→ **What to do**: Look for the string "tree" in the data below, and copy each line that holds it.
═════ The data ═════
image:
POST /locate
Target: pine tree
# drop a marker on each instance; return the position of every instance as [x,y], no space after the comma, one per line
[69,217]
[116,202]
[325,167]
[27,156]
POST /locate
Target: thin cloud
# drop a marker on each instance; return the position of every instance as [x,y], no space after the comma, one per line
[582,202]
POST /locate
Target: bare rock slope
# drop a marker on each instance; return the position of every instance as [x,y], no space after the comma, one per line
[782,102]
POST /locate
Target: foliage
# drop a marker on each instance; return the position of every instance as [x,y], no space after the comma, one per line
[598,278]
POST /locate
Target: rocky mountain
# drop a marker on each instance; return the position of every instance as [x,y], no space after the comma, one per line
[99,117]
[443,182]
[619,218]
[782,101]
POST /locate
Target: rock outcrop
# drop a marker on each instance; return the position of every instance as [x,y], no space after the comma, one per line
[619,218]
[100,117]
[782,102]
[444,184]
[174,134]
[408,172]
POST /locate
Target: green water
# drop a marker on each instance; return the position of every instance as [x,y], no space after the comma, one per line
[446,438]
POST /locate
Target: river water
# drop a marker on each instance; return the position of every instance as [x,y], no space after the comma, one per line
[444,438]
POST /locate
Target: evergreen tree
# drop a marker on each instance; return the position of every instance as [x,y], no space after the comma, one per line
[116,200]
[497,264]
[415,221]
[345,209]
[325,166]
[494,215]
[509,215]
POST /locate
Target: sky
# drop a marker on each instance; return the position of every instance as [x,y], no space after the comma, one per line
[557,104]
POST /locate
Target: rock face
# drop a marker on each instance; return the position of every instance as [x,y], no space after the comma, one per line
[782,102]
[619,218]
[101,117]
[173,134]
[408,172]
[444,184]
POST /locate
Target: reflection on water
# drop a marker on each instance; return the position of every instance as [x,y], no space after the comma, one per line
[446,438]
═════
→ **Answer to this problem**:
Target: pine tree
Target: evergreen tree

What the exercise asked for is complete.